Write out all of the data below word for word, leaving the pictures out of your answer.

Exercise inputs:
━━━━━━━━━━━━━━━━━━━━
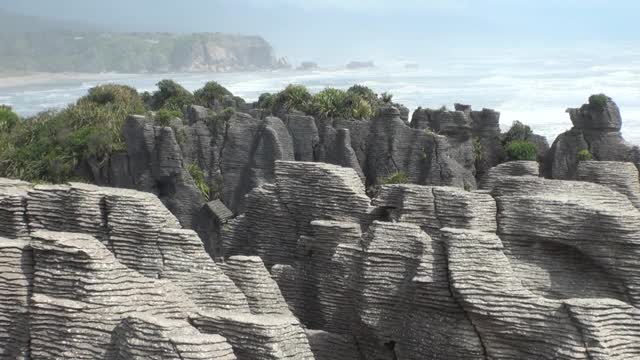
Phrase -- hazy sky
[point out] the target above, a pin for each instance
(339, 30)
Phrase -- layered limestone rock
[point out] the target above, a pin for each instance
(146, 337)
(596, 129)
(511, 168)
(16, 275)
(277, 214)
(258, 336)
(533, 268)
(426, 157)
(248, 156)
(617, 176)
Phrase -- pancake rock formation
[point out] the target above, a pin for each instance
(100, 273)
(525, 268)
(522, 268)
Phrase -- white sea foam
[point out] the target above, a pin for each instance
(536, 92)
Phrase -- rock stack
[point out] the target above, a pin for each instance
(127, 283)
(438, 272)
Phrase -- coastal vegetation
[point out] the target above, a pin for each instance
(598, 101)
(521, 150)
(584, 155)
(49, 146)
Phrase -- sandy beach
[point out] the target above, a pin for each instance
(13, 81)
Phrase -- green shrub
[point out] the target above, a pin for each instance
(521, 150)
(399, 177)
(363, 92)
(598, 101)
(517, 132)
(49, 146)
(164, 116)
(8, 119)
(210, 94)
(293, 97)
(198, 177)
(584, 155)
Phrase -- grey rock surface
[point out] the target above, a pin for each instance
(532, 268)
(596, 130)
(89, 272)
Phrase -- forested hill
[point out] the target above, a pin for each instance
(31, 44)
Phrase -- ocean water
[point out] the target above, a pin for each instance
(534, 91)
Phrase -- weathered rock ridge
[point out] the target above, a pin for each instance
(524, 268)
(596, 130)
(438, 147)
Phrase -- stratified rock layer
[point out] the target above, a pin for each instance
(596, 130)
(529, 268)
(118, 279)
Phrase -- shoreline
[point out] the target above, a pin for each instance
(8, 81)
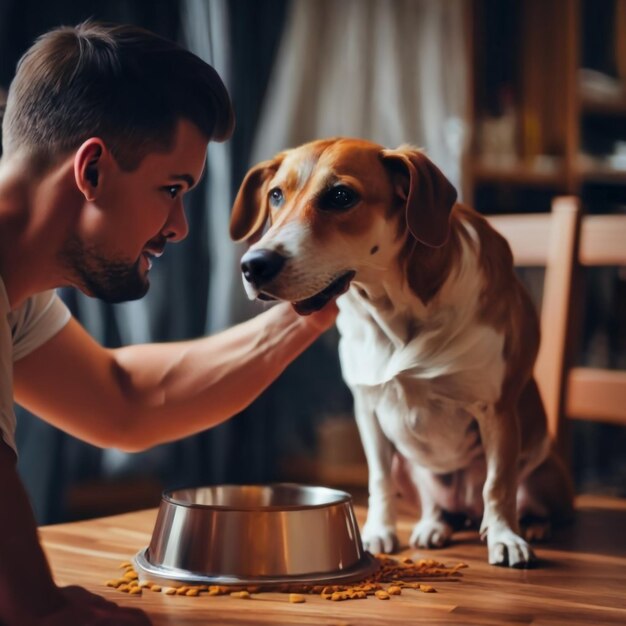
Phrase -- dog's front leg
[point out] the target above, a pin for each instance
(379, 532)
(500, 437)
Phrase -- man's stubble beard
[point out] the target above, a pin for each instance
(111, 280)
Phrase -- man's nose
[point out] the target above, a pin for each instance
(261, 266)
(177, 227)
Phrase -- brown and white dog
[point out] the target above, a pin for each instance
(438, 337)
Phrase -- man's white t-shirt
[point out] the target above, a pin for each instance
(21, 331)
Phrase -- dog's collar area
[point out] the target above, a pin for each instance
(335, 288)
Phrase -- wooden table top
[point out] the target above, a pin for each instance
(581, 579)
━━━━━━━━━━━━━━━━━━━━
Written reply:
Phrase -- hazy sky
[point out] the target above, a pin for each instance
(339, 30)
Phrase -- layered limestone rock
[point out] the target above, a pin for each instance
(146, 337)
(596, 129)
(511, 168)
(16, 275)
(277, 214)
(258, 336)
(533, 268)
(426, 157)
(248, 156)
(617, 176)
Phrase -- pancake rock formation
[point out] the target above, a pin for each instance
(100, 273)
(525, 268)
(522, 268)
Phrase -- white sea foam
[point out] the target above, a pin for each instance
(536, 92)
Phrase -- rock stack
[point out] the target above, a pin for each instance
(127, 283)
(438, 272)
Phrase -- coastal vegetation
[point out] the target above, a pin for each instance
(598, 101)
(521, 150)
(584, 155)
(49, 146)
Phrase -- sandy beach
[point out] the target above, a pin for each instance
(13, 81)
Phrase -- green shrub
[point out] the target above, a pin for each instance
(521, 150)
(399, 177)
(363, 92)
(598, 101)
(517, 132)
(49, 146)
(164, 116)
(8, 119)
(210, 94)
(293, 97)
(198, 177)
(584, 155)
Phrase -- grey rock surface
[point out] the target above, a pin for each instance
(532, 268)
(596, 130)
(89, 272)
Phrase -- forested hill
[point out] the target above, a pin for each instance
(31, 44)
Phrase -- ocean water
[point out] the target above, a pin for each instance
(534, 91)
Phrase -- weathered rock ridge
[point out] the target above, a pin for each instance
(524, 268)
(596, 130)
(438, 147)
Phrase -- stratified rock layer
[point out] the target above, a pin for each instance
(596, 130)
(529, 268)
(118, 279)
Phrase -- shoreline
[point out] the target above, a pin for each instance
(8, 81)
Phrase -- dog's front leg
[point out] the target above, a pin for each instance
(379, 532)
(500, 437)
Phrase -- man's stubble beard
[point out] the target above, a pin for each instance
(111, 280)
Phrase -- man's nose
[point out] the target above, a pin for each instance
(261, 266)
(177, 227)
Phrase -- brown and white dog
[point out] the target above, a pin for each instance
(438, 337)
Phrase -- man's white t-shirt
[point out] the target above, a pin for each instance
(21, 331)
Phrase -- dog's collar area
[point out] the target above, a pin for each instance
(335, 288)
Phrase -- wooden table top
[point out] the target above, a pin for each instance
(581, 579)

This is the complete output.